| Pagina |
··········

Sono sempre stato convinto che un ottimo indice per capire la reale qualità di un attore sia guardare i registi con cui ha collaborato.
Se un professionista è cercato e voluto dai migliori, sia in progetti più piccoli sia in quelli a grandissimo budget, sia quando si trova sulla cresta dell'onda sia dopo un flop, allora deve esserci una ragione.
Talvolta essere all'apice della notorietà dura qualche anno, così come la prestanza atletica o la bellezza fisica.
Il talento è invece qualcosa di cui nessun regista può fare a meno: cambiano gli approcci al Cinema, i generi, le tipologie di film, ma alla fine sullo schermo ci vanno gli attori e, anche se un autore può gestire e mascherare i loro limiti, devono essere bravi e adatti.
Questo non significa - almeno per me - che il Cinema lo facciano gli interpreti: sono fermamente convinto che il risultato dipenda più dalla capacità di un regista di metterli nelle condizioni adatte piuttosto che dalla loro bravura intrinseca, ma sono comunque certo che a quei livelli siano tutti professionisti estremamente capaci nel loro mestiere e che le loro qualità si possano desumere da coloro che li hanno voluti e visti ogni giorno sul set.

··········

| Dati |
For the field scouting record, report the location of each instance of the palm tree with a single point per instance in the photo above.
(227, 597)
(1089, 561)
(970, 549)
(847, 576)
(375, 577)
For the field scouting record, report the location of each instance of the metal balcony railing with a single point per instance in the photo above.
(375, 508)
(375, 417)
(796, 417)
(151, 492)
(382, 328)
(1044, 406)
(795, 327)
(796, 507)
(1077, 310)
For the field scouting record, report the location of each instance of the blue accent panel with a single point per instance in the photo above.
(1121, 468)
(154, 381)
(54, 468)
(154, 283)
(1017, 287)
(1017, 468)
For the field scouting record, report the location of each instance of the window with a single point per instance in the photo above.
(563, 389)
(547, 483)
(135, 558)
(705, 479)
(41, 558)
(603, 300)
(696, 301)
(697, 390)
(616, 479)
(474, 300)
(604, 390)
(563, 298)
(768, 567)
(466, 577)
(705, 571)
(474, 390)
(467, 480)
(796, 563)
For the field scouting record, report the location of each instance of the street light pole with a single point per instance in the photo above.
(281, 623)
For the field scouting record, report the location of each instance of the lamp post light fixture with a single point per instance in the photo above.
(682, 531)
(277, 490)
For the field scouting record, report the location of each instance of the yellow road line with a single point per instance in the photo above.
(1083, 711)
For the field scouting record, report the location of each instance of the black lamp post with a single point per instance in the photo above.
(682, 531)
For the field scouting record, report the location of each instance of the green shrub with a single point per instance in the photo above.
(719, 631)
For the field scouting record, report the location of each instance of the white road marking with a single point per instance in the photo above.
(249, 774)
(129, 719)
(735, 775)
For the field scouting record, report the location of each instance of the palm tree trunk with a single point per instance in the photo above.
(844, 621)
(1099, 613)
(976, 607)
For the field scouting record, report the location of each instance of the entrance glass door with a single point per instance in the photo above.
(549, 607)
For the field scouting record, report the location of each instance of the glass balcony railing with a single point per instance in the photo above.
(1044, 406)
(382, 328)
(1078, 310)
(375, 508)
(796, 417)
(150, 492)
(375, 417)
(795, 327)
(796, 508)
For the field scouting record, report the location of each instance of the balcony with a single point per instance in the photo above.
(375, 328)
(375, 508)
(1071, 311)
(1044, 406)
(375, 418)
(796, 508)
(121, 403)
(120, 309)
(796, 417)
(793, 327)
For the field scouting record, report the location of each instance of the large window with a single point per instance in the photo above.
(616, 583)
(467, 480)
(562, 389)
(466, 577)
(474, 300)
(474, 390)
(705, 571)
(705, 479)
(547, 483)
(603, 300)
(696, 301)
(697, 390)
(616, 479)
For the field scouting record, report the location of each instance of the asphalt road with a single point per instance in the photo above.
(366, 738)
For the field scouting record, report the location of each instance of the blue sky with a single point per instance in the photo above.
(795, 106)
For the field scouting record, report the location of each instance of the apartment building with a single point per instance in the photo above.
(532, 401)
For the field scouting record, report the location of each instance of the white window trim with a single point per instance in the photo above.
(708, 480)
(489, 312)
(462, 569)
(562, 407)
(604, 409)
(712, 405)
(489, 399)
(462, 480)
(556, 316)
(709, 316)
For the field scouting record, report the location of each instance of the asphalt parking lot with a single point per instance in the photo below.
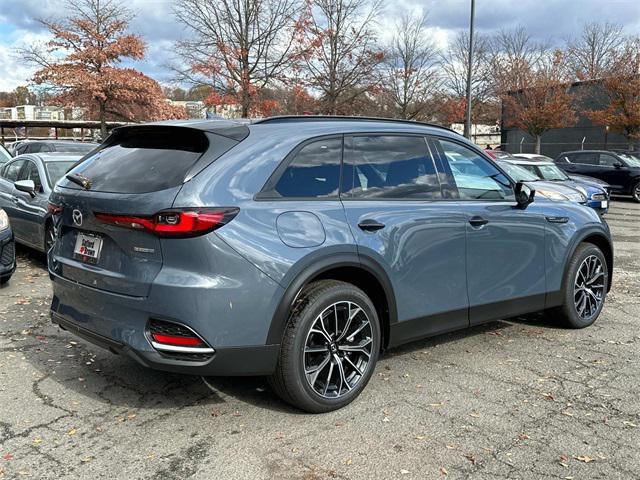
(511, 399)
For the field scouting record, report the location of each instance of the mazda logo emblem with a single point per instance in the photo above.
(76, 215)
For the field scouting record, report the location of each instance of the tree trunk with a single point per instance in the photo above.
(103, 121)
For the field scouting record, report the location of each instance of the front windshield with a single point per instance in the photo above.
(551, 172)
(518, 173)
(5, 156)
(55, 170)
(631, 160)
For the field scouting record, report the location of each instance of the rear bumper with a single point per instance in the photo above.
(231, 311)
(234, 361)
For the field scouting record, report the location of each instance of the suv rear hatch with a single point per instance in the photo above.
(106, 207)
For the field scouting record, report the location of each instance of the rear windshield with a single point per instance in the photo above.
(141, 160)
(74, 147)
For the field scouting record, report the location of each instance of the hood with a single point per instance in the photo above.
(582, 179)
(547, 189)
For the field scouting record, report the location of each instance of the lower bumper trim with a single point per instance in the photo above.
(254, 360)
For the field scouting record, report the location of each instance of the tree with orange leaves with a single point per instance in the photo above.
(542, 102)
(238, 47)
(80, 65)
(621, 88)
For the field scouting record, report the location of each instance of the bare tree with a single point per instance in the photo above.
(238, 46)
(454, 62)
(409, 67)
(543, 102)
(592, 55)
(513, 54)
(343, 54)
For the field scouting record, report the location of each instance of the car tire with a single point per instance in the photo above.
(319, 333)
(585, 287)
(635, 192)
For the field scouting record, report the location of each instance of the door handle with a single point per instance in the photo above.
(478, 221)
(369, 225)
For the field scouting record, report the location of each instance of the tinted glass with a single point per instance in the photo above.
(11, 170)
(72, 147)
(632, 160)
(519, 173)
(143, 160)
(5, 156)
(586, 158)
(55, 170)
(475, 177)
(30, 172)
(551, 172)
(608, 160)
(389, 166)
(314, 172)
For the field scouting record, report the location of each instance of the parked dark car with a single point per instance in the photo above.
(7, 249)
(25, 184)
(48, 146)
(596, 195)
(5, 156)
(300, 247)
(619, 170)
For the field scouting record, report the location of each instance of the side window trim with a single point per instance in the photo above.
(347, 162)
(268, 192)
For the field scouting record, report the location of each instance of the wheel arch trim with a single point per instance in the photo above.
(315, 265)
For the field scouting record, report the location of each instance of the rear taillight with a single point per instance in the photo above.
(54, 209)
(178, 223)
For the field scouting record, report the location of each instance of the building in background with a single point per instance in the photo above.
(481, 135)
(583, 135)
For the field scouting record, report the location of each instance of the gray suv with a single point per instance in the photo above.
(301, 247)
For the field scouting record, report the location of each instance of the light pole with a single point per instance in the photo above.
(467, 122)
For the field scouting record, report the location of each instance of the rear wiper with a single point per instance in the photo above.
(79, 179)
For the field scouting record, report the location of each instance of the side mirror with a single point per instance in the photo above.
(27, 186)
(524, 195)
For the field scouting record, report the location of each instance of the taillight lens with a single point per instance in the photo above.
(54, 209)
(179, 223)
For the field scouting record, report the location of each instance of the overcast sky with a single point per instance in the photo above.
(549, 20)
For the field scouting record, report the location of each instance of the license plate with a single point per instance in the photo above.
(88, 248)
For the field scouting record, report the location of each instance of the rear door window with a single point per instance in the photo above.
(607, 160)
(314, 171)
(142, 160)
(390, 166)
(30, 172)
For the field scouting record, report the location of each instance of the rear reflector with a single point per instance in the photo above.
(175, 340)
(179, 223)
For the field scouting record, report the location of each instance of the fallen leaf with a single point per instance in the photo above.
(585, 459)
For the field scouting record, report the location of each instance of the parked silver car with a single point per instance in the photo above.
(25, 184)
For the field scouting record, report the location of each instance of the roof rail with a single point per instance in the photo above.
(320, 118)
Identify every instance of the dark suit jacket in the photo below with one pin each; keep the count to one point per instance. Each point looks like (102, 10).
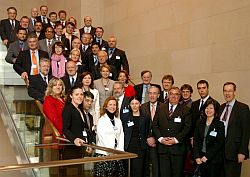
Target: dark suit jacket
(143, 130)
(214, 144)
(139, 89)
(37, 87)
(145, 112)
(6, 31)
(197, 114)
(73, 125)
(92, 31)
(119, 60)
(95, 70)
(237, 138)
(14, 50)
(169, 127)
(103, 44)
(66, 81)
(124, 107)
(23, 62)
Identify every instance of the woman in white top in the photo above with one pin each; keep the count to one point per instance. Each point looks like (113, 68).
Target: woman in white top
(110, 135)
(88, 85)
(109, 127)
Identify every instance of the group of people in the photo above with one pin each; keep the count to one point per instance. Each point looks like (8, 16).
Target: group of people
(83, 82)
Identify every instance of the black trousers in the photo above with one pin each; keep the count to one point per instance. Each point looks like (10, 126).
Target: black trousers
(171, 165)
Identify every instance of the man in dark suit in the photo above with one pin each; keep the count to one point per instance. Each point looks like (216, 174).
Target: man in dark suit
(117, 57)
(88, 98)
(98, 38)
(24, 23)
(9, 26)
(142, 89)
(197, 108)
(71, 77)
(85, 48)
(38, 83)
(123, 101)
(167, 83)
(61, 37)
(32, 20)
(236, 118)
(46, 44)
(43, 18)
(88, 28)
(62, 18)
(151, 110)
(102, 60)
(28, 60)
(171, 133)
(17, 46)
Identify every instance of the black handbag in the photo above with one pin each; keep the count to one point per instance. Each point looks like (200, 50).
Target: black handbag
(197, 172)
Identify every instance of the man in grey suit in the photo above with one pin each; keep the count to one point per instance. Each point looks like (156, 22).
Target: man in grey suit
(46, 44)
(17, 46)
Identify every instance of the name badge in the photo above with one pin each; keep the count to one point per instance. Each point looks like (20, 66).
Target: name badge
(84, 133)
(130, 124)
(125, 110)
(213, 133)
(34, 66)
(177, 119)
(106, 89)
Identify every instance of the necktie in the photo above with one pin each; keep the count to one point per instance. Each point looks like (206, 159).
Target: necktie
(45, 79)
(49, 46)
(170, 113)
(201, 106)
(166, 98)
(21, 46)
(12, 24)
(34, 63)
(110, 53)
(72, 82)
(44, 20)
(153, 111)
(95, 60)
(88, 121)
(224, 118)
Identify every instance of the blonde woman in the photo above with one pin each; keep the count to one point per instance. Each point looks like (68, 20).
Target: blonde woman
(54, 102)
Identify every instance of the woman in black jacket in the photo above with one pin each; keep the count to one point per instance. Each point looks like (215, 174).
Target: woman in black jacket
(209, 140)
(135, 128)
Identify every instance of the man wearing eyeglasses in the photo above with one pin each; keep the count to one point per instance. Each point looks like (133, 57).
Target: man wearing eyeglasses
(171, 133)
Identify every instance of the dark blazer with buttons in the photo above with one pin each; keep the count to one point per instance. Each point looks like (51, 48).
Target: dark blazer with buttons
(23, 62)
(67, 82)
(143, 130)
(119, 60)
(237, 138)
(73, 124)
(214, 144)
(37, 87)
(14, 50)
(168, 127)
(139, 90)
(197, 114)
(124, 107)
(6, 31)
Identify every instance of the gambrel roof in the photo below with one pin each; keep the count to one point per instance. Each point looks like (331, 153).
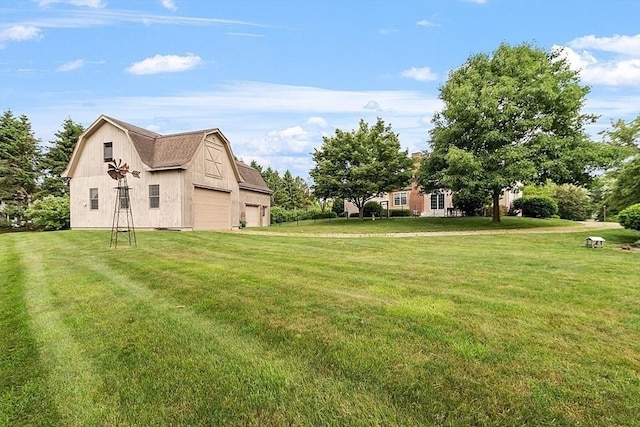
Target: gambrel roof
(174, 151)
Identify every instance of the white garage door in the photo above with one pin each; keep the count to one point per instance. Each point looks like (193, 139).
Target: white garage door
(252, 215)
(211, 210)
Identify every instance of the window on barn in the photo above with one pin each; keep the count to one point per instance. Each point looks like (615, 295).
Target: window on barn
(399, 199)
(124, 197)
(437, 200)
(93, 198)
(154, 196)
(108, 151)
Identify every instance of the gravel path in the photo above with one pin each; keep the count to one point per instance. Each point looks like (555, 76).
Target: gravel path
(585, 226)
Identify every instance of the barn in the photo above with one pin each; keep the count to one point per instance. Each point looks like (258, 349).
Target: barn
(187, 181)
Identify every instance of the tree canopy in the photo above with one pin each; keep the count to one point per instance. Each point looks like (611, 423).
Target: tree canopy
(19, 153)
(625, 189)
(361, 164)
(56, 159)
(511, 117)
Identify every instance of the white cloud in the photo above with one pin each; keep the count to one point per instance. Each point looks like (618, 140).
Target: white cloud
(81, 3)
(169, 4)
(421, 74)
(387, 31)
(19, 33)
(165, 64)
(71, 65)
(262, 120)
(616, 72)
(317, 121)
(628, 45)
(372, 105)
(426, 23)
(237, 34)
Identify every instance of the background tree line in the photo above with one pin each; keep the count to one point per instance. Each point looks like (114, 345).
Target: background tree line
(32, 191)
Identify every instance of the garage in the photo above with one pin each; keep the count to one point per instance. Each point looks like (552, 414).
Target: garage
(252, 215)
(211, 209)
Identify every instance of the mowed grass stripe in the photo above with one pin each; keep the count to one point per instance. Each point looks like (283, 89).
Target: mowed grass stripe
(171, 343)
(496, 330)
(24, 396)
(73, 381)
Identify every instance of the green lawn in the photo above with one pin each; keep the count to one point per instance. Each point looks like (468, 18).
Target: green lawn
(200, 328)
(411, 225)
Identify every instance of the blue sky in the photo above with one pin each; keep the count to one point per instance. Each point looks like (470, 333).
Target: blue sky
(276, 76)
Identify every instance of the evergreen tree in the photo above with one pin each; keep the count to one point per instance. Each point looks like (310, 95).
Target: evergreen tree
(56, 159)
(293, 196)
(19, 154)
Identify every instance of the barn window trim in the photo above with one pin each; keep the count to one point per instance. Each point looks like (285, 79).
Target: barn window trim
(154, 196)
(107, 151)
(93, 199)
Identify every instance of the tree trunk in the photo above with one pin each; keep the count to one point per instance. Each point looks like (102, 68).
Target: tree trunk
(496, 206)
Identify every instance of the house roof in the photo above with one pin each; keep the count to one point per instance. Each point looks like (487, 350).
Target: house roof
(175, 151)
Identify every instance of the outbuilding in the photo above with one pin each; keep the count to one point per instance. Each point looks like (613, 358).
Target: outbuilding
(187, 181)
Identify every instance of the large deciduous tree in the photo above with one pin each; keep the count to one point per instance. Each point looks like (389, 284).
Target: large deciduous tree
(361, 164)
(625, 190)
(19, 154)
(56, 159)
(510, 117)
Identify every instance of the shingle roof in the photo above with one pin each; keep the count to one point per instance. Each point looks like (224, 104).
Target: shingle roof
(252, 178)
(176, 150)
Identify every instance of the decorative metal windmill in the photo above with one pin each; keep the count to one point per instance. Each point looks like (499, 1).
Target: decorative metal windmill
(122, 214)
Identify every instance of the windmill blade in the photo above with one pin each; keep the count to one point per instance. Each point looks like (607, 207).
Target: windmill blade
(113, 174)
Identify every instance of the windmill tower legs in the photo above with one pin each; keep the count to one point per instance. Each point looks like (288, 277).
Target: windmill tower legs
(122, 215)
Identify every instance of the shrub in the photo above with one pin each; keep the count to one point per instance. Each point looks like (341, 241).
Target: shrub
(471, 203)
(399, 212)
(324, 215)
(50, 213)
(536, 206)
(338, 207)
(630, 217)
(573, 202)
(371, 208)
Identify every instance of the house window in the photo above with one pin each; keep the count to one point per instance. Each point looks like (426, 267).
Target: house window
(93, 198)
(399, 199)
(437, 200)
(108, 151)
(154, 196)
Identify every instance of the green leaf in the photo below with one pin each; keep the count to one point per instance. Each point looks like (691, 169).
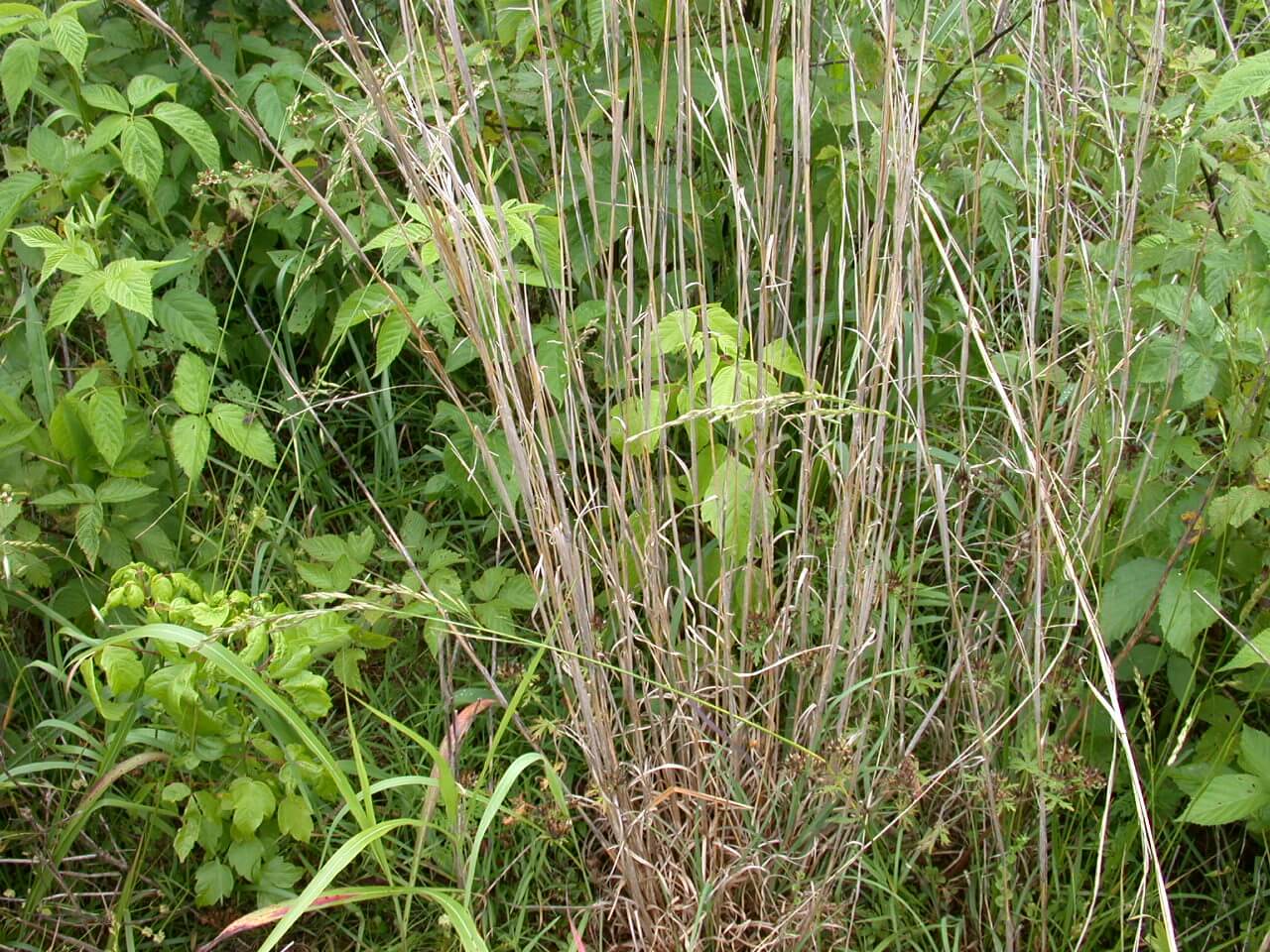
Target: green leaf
(270, 109)
(89, 522)
(243, 431)
(1185, 607)
(1227, 798)
(70, 39)
(105, 98)
(105, 422)
(245, 856)
(190, 439)
(18, 70)
(123, 669)
(253, 803)
(295, 817)
(190, 829)
(357, 307)
(14, 191)
(1255, 652)
(737, 508)
(141, 150)
(127, 282)
(190, 317)
(1236, 507)
(145, 86)
(1247, 77)
(176, 791)
(68, 301)
(212, 883)
(393, 334)
(1127, 597)
(1255, 753)
(191, 384)
(121, 490)
(193, 128)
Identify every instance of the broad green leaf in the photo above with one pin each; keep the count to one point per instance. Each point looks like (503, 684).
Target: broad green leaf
(123, 669)
(1246, 79)
(191, 384)
(190, 317)
(105, 98)
(270, 109)
(68, 301)
(1255, 652)
(105, 422)
(18, 70)
(244, 431)
(295, 817)
(253, 803)
(391, 336)
(187, 837)
(68, 39)
(357, 307)
(1185, 607)
(1127, 597)
(141, 150)
(1255, 753)
(245, 856)
(737, 507)
(89, 522)
(144, 87)
(14, 191)
(122, 490)
(127, 282)
(1236, 507)
(212, 883)
(190, 439)
(1227, 798)
(193, 128)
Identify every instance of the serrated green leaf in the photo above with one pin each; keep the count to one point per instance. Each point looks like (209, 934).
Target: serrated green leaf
(1227, 798)
(14, 191)
(127, 282)
(1187, 607)
(1255, 753)
(141, 151)
(253, 803)
(193, 128)
(105, 422)
(190, 317)
(243, 431)
(1127, 595)
(393, 334)
(187, 837)
(123, 669)
(105, 98)
(1236, 507)
(190, 439)
(191, 384)
(68, 39)
(18, 70)
(68, 301)
(245, 856)
(89, 522)
(145, 87)
(1247, 77)
(295, 817)
(212, 883)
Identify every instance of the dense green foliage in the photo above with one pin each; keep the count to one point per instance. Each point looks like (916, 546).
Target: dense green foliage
(680, 474)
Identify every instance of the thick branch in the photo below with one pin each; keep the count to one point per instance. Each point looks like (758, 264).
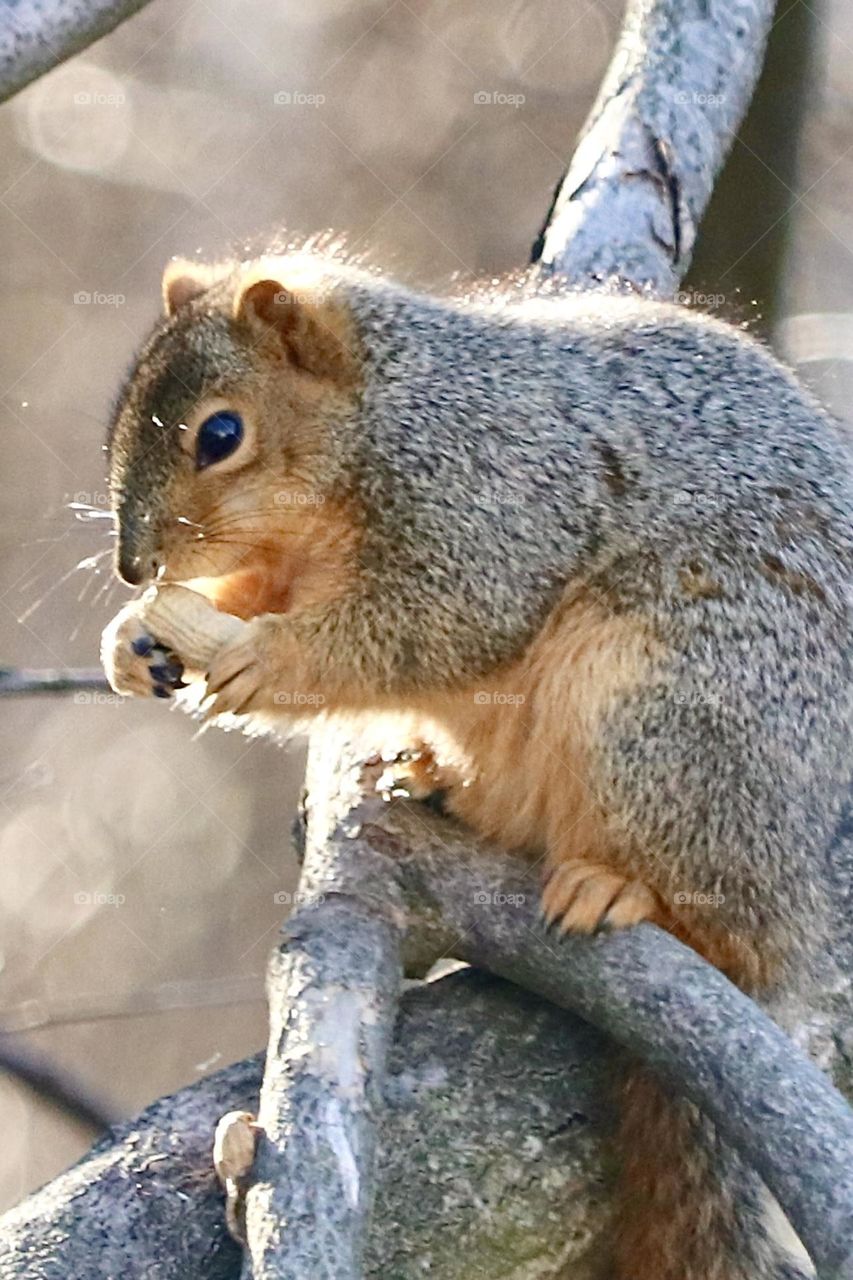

··········

| Compito breve 1 |
Rispondi a queste domande sul testo sugli attori e i registi:
(a) Quali due qualità, oltre alla notorietà, possono durare solo qualche anno?
(b) Di che cosa nessun regista può fare a meno?
(c) Da che cosa dipende soprattutto il risultato, secondo il testo?
| Compito breve 2 |
Elenca tutte le cose che, secondo il testo sugli attori e i registi, cambiano nel lavoro dei registi.
| Compito breve 3 |
Prosegui il testo sugli attori e i registi dopo l'ultima frase.
I dati non hanno alcun ruolo in questo lavoro.

| Risposta corretta 1 |
(a) La prestanza atletica e la bellezza fisica.
(b) Del talento.
(c) Dalla capacità di un regista di mettere gli interpreti nelle condizioni adatte.

| Risposta corretta 2 |
Gli approcci al Cinema, i generi, le tipologie di film.

| Risposta corretta 3 |
Non sempre gli attori hanno la fortuna di passare alla Storia grazie al progetto più riuscito di un certo regista, così come non sempre gli astri si allineano regalando un periodo in cui si è l'attore del momento, ma - parafrasando Massimiliano Allegri - "esistono le categorie: se alcuni fanno sempre i film con i grandi e altri no ci sarà un motivo".
[Colin Farrell - il secondo in basso a destra - quando nel 1988 cercava ancora di seguire le orme del padre calciatore]
Questo preambolo è necessario per ricordare che la carriera di Colin James Farrell, attore nato il 31 maggio 1976 a Dublino, è stata di primissimo livello, ma che inspiegabilmente non l'ha mai portato a quella fama da primi della classe che ha illuminato i percorsi di molti altri attori.
Quando un fuoriclasse come Al Pacino lo definisce "il migliore attore della sua generazione", il dubbio che quell'alone di santità attoriale che altri hanno avuto se lo meriterebbe anche lui diventa praticamente certezza.
A questo punto ricercare quali possano essere state le ragioni che non hanno - per ora - fatto arrivare Colin Farrell su quel piedistallo unanimemente idolatrato non è semplice: come ci insegna Quarto potere non basta ricostruire la vita e la carriera di un uomo per capirne completamente la natura, le vicende e la ricezione del pubblico.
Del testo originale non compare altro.